● **Text for analysis**:
I think this is imply more proof that not one single actual terrorist (to my knowledge) has been caught by the no fly list. Millions of dollars, hours and stress and nada. This is government in action.

I believe the largest problem we now face is a government credibility gap. Seeing the stupidity and arrogance of the current administration, I have NO TRUST left in the government as a whole. Individual departments as a whole might actually get things done, but I repeat, I have NO CONFIDENCE in our elected leaders. They are bunch of evil, wasteful goons who purposely implement stupid, wasteful programs to get more money, more power and more secrecy.

I’m putting the entire government on my personal “No Fly” list; as in, none of their ideas “fly” with me anymore.

Michael July 23, 2007 5:20 PM

Bruce Schneier does not worry about the Terrorist Watch List (TWL) because he travels by quantum tunneling.

● **Given records**:
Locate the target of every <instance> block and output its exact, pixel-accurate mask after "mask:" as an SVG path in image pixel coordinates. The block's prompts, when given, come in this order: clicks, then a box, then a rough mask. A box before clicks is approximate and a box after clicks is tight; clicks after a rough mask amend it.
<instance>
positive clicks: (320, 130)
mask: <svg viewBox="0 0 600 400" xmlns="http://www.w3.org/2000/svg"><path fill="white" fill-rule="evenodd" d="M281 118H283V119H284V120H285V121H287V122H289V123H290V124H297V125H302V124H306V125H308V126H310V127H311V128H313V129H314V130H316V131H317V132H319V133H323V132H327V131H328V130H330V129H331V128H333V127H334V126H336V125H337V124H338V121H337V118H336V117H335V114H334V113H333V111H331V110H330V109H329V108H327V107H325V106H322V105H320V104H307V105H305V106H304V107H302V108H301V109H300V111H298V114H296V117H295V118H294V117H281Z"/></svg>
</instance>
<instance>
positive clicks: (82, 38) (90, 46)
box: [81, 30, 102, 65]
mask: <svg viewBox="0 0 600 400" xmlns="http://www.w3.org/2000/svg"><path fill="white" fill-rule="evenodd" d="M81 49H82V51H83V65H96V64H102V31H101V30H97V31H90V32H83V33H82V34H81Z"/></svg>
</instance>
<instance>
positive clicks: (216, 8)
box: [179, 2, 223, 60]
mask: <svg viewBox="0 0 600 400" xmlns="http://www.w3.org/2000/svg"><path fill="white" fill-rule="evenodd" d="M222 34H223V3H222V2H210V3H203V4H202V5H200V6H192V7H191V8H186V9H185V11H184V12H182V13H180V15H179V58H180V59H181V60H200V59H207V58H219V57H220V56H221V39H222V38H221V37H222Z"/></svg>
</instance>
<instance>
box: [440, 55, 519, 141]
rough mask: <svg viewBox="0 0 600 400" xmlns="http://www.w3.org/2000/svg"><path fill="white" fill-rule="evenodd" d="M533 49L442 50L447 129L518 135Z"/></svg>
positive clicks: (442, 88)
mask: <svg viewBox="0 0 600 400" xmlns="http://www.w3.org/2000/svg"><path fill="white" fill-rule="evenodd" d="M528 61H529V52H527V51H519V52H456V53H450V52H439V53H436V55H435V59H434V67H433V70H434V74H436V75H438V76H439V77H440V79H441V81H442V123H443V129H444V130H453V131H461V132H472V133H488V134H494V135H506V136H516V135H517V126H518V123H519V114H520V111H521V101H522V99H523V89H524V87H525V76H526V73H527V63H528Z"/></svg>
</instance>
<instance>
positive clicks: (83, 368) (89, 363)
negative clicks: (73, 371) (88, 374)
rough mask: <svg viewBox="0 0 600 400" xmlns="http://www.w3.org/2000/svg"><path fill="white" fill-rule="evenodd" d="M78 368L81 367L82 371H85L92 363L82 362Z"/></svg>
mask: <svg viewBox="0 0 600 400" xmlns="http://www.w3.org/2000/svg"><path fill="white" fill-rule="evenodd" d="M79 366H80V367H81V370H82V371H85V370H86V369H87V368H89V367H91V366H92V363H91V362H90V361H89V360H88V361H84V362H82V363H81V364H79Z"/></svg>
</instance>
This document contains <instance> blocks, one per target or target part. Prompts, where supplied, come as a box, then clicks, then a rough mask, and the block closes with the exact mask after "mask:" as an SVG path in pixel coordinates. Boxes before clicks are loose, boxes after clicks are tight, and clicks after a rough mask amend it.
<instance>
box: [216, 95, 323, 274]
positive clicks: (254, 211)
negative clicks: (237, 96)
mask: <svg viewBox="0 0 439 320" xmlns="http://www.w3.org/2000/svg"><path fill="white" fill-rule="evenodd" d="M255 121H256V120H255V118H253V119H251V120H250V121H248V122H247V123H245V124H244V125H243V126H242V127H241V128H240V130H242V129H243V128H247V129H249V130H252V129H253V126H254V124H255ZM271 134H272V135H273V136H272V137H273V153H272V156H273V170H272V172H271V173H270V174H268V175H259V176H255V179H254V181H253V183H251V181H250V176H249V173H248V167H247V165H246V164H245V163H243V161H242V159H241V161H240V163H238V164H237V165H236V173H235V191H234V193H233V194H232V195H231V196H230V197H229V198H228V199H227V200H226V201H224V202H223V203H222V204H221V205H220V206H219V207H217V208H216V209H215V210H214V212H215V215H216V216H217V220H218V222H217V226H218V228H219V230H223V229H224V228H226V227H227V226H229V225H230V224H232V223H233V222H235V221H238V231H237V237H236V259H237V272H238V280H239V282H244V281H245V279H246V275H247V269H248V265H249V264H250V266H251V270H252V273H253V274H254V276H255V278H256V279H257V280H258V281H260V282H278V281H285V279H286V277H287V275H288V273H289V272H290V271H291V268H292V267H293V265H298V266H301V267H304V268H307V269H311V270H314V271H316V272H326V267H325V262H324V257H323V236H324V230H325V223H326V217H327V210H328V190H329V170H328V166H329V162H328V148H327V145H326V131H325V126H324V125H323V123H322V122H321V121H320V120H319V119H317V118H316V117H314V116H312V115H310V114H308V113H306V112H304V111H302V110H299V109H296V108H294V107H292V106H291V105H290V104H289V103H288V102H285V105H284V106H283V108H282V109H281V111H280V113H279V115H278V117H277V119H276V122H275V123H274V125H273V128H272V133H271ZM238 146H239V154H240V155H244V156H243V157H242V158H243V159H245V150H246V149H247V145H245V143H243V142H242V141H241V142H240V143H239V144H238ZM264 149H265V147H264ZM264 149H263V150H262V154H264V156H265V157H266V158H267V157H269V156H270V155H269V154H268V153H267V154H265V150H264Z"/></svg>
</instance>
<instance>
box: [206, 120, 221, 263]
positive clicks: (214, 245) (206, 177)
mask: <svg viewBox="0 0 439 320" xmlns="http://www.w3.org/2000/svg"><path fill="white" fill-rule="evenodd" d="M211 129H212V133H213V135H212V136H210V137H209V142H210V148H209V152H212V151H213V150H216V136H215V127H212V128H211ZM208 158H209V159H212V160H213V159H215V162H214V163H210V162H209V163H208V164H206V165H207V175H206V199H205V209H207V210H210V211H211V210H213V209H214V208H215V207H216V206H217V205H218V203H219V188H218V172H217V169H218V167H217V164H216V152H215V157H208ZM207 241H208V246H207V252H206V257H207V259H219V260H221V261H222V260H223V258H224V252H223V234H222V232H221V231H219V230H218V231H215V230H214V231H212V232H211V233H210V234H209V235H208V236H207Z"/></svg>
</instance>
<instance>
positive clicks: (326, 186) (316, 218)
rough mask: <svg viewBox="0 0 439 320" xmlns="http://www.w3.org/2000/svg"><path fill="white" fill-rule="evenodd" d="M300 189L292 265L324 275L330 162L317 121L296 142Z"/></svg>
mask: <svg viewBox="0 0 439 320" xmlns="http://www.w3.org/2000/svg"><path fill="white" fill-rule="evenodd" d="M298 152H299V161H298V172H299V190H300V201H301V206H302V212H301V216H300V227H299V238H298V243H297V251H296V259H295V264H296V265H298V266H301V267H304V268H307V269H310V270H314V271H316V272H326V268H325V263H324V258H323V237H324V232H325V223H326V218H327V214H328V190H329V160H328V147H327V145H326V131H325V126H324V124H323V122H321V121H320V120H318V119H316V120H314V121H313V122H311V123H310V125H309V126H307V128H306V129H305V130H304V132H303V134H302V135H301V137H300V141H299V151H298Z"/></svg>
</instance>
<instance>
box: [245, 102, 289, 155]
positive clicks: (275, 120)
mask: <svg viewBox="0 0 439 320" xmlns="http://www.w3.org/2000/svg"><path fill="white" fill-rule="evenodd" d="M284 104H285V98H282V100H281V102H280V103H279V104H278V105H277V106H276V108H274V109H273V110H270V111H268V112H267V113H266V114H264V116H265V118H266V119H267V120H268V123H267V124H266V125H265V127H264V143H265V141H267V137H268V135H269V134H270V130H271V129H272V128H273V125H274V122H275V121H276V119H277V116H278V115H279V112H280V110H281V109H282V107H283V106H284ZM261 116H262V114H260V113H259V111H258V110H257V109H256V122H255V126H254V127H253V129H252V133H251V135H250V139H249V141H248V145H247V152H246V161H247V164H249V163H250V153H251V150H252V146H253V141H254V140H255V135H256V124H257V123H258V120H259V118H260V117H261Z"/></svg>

● **Activity A**:
In the comments on the no fly list, copy the passage from "I believe the" up to and including "and more secrecy.".
● **Activity B**:
According to the comments on the no fly list, what do elected leaders purposely implement stupid, wasteful programs to get? List every one.

● **Task result A**:
I believe the largest problem we now face is a government credibility gap. Seeing the stupidity and arrogance of the current administration, I have NO TRUST left in the government as a whole. Individual departments as a whole might actually get things done, but I repeat, I have NO CONFIDENCE in our elected leaders. They are bunch of evil, wasteful goons who purposely implement stupid, wasteful programs to get more money, more power and more secrecy.

● **Task result B**:
- more money
- more power
- more secrecy